Required work:
For each entry, restate it word for word while omitting any image it holds.

Source material:
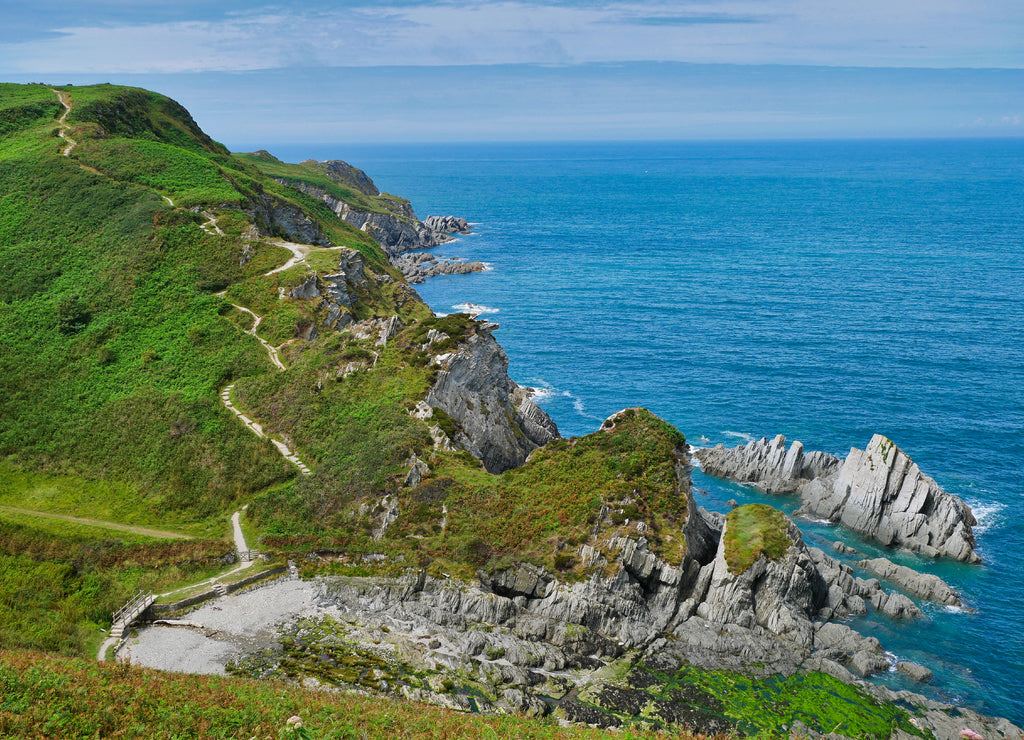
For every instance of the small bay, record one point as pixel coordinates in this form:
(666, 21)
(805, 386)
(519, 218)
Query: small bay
(825, 291)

Solution for this exercise:
For every instance of the small bay, record one point as pixel coordinates in this form:
(666, 21)
(805, 386)
(519, 218)
Query: small bay
(825, 291)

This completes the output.